> **Liste des tâches**
1 - Traduisez en anglais cette phrase de l'extrait sur le suaire : « Les méthodes qu'il a utilisées pour mesurer la vanilline sont suspectes. »
2 - Reprenez l'extrait sur le suaire après sa dernière phrase et poursuivez-le.

[Extrait du document]

J'ai immédiatement reconnu le nom. Rogers est un fervent partisan du suaire depuis des décennies. Si son nom figure sur un rapport, vous pouvez être sûr qu'il va déclarer que le suaire est authentique.
Il est devenu bien plus difficile de soutenir cela depuis 1988, quand la datation au carbone 14 a montré que le tissu du suaire n'est vieux que d'un peu plus de 700 ans. Pas suffisamment vieux pour avoir enveloppé le corps du Christ, mais le bon âge pour coïncider avec la première apparition historiquement documentée du suaire en France.
Rogers n'y croit pas du tout. Il commence par faire sien un argument avancé par d'autres, selon lequel les quelques fils qui ont été datés au carbone auraient été pris au mauvais endroit – une pièce de tissu qui aurait été utilisée pour réparer des dommages au suaire dans les années 1500. Pas étonnant qu'il ait été daté comme plus récent qu'il y a 2000 ans.
Après avoir établi à sa propre satisfaction que les dates au carbone sont incorrectes, Rogers invente apparemment sa propre méthode de datation, et arrive à une tranche d'âge qui, grande merveille, inclut la vie du Christ.
Il a remarqué que les fibres du suaire (dont il a apparemment rassemblé une petite collection au cours des années) ne contient pas de vanilline, un produit de la décomposition du lin dont a été fait le tissu.
Mais la zone de la pièce (dont il a plusieurs des fils, là aussi) contient beaucoup de vanilline. Rogers décide alors que la quantité de vanilline est comme du sable dans un sablier : moins il y en a, plus le temps a passé. Si ce taux de disparition pouvait être calibré, il aurait là une nouvelle méthode de datation.
Mais attendez une minute. Il prend les choses complètement à l'envers. Il est supposé tester le suaire pour connaître son âge, pas décider à l'avance qu'il est plus vieux et en conclure que la vanilline est pourrait être une bonne horloge pour le prouver. C'est de la mauvaise science. La seule façon dont cela pourrait être pris au sérieux serait si Rogers avait testé une grande variété de tissus, décidé que des quantités de plus en plus réduites de vanilline peuvent servir d'horloge et alors – mais seulement alors – tester le suaire.
Mais ce n'est pas tout. Les méthodes qu'il a utilisées pour mesurer la vanilline sont suspectes. Bien que Rogers note à la fin de son article que tout le travail a été fait "dans un laboratoire au domicile de l'auteur" , le problème n'est pas un manque d'équipement sophistiqué – le problème est le choix de l'équipement.

[/Extrait du document]
[Jeu d'entrées]

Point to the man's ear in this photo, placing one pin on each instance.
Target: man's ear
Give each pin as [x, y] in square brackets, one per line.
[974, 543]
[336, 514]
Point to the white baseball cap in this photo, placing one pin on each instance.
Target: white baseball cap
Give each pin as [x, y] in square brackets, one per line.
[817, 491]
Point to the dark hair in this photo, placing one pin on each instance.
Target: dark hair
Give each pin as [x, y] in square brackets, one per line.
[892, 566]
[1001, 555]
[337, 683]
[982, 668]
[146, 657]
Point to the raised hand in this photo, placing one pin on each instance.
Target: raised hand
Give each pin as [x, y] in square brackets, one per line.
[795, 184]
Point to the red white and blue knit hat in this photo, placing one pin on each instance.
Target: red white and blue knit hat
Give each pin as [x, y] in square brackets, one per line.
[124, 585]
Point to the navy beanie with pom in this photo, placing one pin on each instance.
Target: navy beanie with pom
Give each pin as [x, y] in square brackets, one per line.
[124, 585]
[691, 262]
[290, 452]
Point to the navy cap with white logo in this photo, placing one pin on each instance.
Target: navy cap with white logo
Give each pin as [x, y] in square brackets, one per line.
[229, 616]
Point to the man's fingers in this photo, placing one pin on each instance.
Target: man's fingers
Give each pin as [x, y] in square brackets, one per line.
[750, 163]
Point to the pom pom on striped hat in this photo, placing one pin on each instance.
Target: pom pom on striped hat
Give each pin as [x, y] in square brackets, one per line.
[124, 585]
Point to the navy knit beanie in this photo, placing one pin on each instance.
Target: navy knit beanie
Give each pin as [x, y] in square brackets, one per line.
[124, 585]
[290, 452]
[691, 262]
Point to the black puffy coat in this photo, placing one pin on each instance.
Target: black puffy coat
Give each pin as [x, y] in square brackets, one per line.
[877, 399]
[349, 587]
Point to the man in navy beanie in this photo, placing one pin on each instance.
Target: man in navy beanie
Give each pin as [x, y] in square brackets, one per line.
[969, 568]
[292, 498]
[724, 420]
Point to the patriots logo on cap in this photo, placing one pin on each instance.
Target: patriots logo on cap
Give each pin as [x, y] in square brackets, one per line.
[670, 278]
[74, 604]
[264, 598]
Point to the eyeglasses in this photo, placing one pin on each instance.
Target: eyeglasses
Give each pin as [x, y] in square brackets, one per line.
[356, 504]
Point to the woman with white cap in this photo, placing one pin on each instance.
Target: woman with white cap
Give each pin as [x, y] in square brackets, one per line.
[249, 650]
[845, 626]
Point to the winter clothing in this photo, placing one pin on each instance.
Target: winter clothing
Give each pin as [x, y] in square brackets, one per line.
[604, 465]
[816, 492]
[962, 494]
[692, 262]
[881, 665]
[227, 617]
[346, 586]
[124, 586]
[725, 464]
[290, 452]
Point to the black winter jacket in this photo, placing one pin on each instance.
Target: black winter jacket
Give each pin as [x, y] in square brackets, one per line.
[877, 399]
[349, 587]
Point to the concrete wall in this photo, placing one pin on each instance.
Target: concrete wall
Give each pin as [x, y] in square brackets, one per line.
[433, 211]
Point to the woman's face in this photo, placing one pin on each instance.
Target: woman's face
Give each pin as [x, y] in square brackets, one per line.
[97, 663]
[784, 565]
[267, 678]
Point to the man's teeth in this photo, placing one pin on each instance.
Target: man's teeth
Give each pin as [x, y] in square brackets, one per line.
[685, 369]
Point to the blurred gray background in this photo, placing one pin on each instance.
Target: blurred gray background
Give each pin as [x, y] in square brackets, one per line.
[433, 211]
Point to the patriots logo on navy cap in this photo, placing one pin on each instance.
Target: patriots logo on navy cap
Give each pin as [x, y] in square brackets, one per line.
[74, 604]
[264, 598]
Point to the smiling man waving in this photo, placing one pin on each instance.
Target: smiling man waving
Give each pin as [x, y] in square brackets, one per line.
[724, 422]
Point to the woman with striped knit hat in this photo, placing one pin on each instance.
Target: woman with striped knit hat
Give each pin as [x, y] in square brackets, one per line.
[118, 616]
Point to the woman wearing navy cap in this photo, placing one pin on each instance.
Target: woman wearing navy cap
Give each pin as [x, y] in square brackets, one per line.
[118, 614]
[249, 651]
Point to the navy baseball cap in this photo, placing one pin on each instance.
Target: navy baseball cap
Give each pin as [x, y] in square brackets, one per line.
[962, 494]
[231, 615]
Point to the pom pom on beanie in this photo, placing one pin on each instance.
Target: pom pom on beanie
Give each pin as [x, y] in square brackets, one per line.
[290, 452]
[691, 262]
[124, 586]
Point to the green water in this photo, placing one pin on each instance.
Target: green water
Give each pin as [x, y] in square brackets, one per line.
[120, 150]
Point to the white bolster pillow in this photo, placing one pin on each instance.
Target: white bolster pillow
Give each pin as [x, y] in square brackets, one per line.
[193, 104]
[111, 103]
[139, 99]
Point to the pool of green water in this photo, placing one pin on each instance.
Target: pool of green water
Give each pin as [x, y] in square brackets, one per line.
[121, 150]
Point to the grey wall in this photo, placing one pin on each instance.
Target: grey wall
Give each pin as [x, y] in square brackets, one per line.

[/Jeu d'entrées]

> **Vos réponses**
1 - The methods he used to measure the vanillin are suspect.

2 -
Clint Chapple, un biochimiste à l'Université de Purdue (Indiana, USA) fait remarquer qu'il est étrange que Rogers utilise une technique extrêmement précise, la spectrographie de masse à pyrolyse, pour évaluer les hydrates de carbone dans le tissu, mais n'a pas choisi de l'utiliser pour la vanilline. Etrange, car il existe des articles scientifiques qui témoignent de l'incroyable précision de cette technique dans le cas de la vanilline.
"
J'ai publié en utilisant cette méthode et j'ai cet instrument dans mon propre laboratoire. La méthode aurait facilement révélé la présence (ou l'absence) de produits de dégradation comme la vanilline si l'auteur s'était sérieusement intéressé à prouver son hypothèse" a dit Chapple.
A la place, Rogers a utilisé une méthode de teinture (s'il y a de la vanilline, la couleur change). Mais c'est un test qualitatif, pas quantitatif.
Malcolm Campbell, un botaniste à l'Université de Toronto (Canada) m'a dit que "
Dans les sciences biologiques, un scientifique n'arriverait pas à faire publier son article s'il essayait de quantifier la vanilline sur la base de cette technique de teinture."
La teinture est un guide grossier concernant la présence de vanilline et ne peut détecter de très petites quantités.
Campbell et Chapple ont identifié d'autres défauts dans l'article (notamment une absence de contrôles et de réplication) mais ceux que j'ai signalés auraient dû suffire pour que la rédaction de
Thermochimica Acta en refusent la publication.
Pourquoi ne l'ont-ils pas fait ? Peut-être n'étaient-ils pas familiers avec la chimie du lin et ses produits de décomposition ; peut-être ont-ils dans le fond de leurs cœurs un faible pour le suaire. Qui sait?
Cet incident souligne le fait que le Suaire de Turin ne quittera jamais la scène, et que les croyants essayeront n'importe quoi, y compris des arguments déguisés en science, pour prouver son authenticité.